▶ **WHAT TO WORK ON**
Render the records in the stretch from the line containing "Outline every instance of the female" through the line containing "109 85 L 99" as a two-column CSV with columns text and answer, one row per record. Put each field in quotes and replace its line breaks with spaces.

▶ **SOURCE DATA**

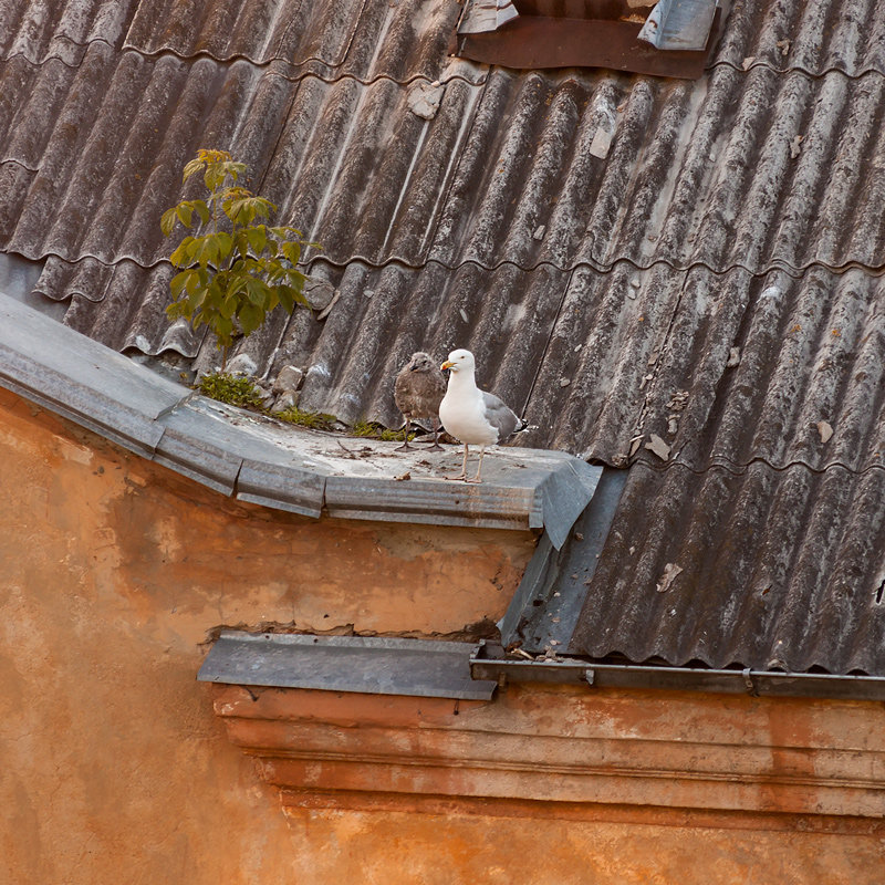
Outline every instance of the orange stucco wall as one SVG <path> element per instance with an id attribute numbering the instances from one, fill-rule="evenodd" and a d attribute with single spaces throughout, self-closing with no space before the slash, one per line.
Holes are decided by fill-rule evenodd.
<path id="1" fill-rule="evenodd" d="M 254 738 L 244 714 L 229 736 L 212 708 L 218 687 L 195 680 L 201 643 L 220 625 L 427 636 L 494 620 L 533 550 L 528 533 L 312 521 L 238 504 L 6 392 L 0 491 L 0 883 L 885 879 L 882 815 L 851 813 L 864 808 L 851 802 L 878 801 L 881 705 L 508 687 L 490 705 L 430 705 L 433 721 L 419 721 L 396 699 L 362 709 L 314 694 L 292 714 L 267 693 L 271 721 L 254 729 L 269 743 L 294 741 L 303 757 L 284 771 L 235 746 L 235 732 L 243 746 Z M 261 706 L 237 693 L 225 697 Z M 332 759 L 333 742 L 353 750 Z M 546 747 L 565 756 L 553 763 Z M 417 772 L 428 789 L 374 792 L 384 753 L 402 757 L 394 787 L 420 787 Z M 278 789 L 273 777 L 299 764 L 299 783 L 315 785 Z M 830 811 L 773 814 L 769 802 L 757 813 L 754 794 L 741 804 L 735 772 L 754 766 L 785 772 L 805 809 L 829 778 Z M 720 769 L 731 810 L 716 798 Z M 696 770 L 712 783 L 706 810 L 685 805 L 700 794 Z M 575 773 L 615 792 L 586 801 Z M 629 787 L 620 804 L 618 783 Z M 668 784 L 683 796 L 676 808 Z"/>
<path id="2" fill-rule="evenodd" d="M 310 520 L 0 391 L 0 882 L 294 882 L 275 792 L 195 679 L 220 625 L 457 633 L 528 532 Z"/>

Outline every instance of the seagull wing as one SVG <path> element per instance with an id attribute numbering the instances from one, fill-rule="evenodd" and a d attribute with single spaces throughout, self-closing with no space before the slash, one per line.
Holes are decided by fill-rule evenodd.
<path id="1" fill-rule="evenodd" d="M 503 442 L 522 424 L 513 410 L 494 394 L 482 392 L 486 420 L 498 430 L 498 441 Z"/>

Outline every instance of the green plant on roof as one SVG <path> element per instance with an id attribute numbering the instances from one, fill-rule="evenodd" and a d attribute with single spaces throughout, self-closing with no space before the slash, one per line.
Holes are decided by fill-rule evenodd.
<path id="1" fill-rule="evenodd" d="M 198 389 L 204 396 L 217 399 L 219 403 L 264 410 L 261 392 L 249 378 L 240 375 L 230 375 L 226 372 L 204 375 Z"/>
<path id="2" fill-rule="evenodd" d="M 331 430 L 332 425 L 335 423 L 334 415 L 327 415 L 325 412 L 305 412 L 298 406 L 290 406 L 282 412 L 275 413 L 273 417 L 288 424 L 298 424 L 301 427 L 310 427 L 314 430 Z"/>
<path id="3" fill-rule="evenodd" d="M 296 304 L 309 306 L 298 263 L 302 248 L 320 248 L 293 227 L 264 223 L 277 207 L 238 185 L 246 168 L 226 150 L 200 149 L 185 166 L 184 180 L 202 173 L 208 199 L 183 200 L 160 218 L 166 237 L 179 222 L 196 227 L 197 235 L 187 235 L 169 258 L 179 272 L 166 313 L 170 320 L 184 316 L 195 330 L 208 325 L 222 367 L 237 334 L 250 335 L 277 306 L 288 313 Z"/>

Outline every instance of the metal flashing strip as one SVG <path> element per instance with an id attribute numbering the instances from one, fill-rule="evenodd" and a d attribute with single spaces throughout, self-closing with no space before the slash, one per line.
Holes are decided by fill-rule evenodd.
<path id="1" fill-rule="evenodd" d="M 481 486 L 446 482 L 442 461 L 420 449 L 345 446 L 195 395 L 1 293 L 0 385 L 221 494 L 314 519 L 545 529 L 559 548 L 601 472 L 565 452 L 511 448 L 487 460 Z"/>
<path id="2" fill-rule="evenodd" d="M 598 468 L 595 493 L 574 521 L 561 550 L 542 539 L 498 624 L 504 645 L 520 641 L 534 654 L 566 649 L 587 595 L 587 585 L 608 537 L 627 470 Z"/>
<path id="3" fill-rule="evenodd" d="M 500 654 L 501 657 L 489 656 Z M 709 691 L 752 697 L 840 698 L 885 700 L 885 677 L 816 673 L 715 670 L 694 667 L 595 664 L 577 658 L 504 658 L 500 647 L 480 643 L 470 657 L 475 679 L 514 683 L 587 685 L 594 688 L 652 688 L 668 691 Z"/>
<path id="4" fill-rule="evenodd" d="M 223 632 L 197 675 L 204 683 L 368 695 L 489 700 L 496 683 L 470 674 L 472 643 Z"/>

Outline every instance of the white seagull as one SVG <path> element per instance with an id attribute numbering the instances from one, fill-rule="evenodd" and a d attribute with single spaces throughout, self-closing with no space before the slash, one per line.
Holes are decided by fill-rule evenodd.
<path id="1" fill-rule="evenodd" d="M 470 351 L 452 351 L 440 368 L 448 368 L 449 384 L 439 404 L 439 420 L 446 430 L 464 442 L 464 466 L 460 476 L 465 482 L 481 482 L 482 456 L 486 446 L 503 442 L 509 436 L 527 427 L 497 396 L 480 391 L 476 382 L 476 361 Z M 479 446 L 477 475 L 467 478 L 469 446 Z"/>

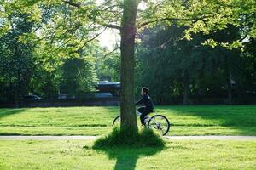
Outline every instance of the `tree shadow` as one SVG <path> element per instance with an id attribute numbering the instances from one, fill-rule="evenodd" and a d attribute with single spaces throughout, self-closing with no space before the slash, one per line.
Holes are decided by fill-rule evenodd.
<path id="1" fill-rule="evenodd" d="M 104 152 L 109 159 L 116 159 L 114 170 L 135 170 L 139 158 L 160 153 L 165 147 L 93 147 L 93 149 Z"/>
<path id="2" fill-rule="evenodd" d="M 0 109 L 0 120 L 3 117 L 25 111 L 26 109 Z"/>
--
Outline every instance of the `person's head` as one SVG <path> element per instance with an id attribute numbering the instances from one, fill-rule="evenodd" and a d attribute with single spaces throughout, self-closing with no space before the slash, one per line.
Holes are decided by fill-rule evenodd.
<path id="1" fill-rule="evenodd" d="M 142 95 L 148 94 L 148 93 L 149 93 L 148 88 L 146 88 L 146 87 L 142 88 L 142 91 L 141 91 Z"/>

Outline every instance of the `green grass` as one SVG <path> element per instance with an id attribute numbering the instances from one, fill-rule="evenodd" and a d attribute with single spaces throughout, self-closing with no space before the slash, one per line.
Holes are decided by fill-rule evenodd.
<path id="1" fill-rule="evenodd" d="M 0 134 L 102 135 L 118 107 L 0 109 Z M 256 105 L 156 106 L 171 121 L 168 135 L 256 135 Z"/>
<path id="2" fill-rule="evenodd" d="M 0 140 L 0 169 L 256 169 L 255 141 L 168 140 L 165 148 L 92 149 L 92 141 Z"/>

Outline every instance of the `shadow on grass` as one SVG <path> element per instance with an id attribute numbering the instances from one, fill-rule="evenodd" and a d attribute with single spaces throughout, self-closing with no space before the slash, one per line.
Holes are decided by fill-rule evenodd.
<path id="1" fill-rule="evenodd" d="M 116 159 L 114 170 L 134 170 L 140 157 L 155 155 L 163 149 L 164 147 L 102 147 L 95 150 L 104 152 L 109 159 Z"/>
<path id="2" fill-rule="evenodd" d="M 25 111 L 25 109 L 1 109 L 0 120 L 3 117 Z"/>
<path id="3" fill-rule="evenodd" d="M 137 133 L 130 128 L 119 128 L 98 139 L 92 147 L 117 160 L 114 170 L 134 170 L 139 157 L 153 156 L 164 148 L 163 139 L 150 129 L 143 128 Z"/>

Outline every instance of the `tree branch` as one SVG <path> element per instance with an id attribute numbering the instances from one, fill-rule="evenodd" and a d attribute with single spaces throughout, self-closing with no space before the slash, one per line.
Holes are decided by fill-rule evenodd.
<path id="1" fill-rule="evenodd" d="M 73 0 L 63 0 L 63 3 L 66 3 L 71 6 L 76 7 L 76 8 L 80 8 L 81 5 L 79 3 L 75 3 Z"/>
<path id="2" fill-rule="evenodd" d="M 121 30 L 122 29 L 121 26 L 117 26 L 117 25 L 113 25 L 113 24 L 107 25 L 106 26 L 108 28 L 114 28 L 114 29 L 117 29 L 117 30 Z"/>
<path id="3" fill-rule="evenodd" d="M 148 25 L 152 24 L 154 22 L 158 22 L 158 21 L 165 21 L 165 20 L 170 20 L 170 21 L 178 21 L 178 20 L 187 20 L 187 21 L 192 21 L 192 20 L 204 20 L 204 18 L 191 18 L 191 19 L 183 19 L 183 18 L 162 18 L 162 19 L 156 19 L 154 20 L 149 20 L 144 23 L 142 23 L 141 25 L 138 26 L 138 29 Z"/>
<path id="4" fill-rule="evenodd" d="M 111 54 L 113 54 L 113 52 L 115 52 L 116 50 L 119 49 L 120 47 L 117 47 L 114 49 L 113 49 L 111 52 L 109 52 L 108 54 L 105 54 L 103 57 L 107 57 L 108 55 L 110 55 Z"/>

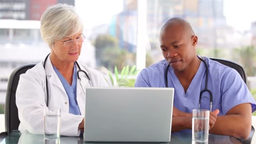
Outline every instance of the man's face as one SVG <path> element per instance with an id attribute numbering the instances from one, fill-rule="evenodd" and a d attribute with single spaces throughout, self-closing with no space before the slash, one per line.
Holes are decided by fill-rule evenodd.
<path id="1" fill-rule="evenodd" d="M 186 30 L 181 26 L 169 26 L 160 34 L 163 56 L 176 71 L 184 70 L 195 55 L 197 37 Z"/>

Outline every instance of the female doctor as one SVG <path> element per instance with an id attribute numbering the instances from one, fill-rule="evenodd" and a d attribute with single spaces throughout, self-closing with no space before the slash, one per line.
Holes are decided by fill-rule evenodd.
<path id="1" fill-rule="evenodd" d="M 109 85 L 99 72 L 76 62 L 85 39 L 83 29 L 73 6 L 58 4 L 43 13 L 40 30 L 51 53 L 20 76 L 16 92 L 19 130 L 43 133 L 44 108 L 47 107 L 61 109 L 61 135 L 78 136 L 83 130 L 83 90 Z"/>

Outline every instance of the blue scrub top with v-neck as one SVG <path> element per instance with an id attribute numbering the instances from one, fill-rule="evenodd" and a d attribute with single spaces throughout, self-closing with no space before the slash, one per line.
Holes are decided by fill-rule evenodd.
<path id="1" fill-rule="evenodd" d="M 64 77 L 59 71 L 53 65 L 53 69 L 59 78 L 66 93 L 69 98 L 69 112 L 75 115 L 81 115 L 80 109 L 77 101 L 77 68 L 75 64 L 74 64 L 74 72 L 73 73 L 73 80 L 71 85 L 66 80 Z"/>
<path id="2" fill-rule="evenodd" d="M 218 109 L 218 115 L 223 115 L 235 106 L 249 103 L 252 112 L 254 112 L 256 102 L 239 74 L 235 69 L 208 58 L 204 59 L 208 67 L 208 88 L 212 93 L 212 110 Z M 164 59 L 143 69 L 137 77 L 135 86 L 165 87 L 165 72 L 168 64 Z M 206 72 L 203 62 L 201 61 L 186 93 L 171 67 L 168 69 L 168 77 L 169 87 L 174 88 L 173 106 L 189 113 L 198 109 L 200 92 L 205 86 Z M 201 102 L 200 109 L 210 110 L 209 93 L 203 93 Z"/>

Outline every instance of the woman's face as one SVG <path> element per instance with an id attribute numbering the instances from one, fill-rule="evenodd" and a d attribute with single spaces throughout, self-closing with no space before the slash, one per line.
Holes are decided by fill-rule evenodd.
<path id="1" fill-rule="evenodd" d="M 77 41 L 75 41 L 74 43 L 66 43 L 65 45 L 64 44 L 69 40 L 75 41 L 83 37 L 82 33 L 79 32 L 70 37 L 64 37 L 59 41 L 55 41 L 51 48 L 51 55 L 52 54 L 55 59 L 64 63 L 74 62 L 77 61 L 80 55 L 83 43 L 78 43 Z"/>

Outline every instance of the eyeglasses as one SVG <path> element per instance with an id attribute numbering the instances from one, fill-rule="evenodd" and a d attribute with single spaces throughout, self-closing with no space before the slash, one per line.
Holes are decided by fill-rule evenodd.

▶ **SOLUTION**
text,answer
"Outline every instance of the female doctor as one SVG <path> element per instance with an id attribute numbering the instances from one, fill-rule=""evenodd"" and a d attribute with single spaces throughout, self-closing with no space before the slash, one per line. Holes are decided by fill-rule evenodd.","<path id=""1"" fill-rule=""evenodd"" d=""M 109 85 L 99 72 L 76 62 L 85 39 L 83 29 L 73 6 L 58 4 L 43 13 L 40 30 L 51 53 L 20 76 L 16 92 L 19 130 L 43 133 L 44 108 L 47 107 L 61 109 L 61 135 L 78 136 L 83 130 L 83 90 Z""/>"